**Work request**
In the entries that follow, how many lines include "flower"? Give the number and nothing else.
- Opening Delimiter -
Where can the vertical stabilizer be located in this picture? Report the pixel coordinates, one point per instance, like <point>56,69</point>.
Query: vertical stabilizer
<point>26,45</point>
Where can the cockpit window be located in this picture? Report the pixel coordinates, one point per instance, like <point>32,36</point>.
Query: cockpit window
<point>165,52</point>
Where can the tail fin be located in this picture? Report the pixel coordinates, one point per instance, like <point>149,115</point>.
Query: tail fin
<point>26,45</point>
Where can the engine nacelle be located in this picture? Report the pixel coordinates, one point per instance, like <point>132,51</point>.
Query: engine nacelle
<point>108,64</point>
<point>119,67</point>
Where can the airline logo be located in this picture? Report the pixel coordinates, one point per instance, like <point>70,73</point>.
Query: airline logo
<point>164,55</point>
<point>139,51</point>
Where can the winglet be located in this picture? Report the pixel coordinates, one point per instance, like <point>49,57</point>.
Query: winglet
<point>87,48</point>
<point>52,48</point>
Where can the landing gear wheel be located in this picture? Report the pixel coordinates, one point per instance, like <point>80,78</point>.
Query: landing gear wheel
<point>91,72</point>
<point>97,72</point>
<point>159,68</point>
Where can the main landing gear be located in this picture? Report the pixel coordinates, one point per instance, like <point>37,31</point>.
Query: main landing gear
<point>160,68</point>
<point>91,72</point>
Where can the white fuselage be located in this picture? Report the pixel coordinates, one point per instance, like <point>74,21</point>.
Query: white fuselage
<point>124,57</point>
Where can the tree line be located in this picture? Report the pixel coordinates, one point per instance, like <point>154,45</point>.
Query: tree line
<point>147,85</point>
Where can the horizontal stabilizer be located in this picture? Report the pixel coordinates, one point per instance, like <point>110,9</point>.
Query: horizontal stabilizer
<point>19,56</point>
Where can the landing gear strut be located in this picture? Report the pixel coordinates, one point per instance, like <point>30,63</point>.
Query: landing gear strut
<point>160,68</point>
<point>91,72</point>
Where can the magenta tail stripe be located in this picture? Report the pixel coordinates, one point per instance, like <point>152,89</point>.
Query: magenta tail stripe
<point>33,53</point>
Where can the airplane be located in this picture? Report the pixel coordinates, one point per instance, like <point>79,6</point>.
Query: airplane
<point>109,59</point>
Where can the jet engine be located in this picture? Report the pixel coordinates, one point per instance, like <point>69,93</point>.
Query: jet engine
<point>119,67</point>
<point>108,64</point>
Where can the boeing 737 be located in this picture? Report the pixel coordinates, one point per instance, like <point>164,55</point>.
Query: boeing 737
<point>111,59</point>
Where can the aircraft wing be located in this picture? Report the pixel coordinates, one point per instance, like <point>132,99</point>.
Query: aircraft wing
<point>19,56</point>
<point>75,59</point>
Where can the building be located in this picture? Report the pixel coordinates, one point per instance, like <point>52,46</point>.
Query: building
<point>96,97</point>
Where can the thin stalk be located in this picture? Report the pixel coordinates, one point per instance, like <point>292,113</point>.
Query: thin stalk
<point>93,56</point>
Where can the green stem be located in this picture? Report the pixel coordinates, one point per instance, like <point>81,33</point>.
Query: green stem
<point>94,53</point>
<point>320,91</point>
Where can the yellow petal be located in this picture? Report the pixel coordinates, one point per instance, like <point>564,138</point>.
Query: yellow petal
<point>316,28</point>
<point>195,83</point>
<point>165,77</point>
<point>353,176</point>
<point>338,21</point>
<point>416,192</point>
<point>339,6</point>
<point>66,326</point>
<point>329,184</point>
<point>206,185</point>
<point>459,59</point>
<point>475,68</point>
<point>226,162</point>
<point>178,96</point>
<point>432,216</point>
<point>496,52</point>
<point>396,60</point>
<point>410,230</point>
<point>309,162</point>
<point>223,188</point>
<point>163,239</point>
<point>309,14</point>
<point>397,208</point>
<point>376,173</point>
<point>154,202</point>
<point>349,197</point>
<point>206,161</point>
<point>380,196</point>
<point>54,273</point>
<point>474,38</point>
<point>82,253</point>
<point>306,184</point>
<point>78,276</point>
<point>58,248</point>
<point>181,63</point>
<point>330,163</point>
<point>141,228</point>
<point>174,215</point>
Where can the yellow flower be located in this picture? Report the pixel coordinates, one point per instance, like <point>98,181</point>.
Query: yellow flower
- Closing Delimiter -
**Solution**
2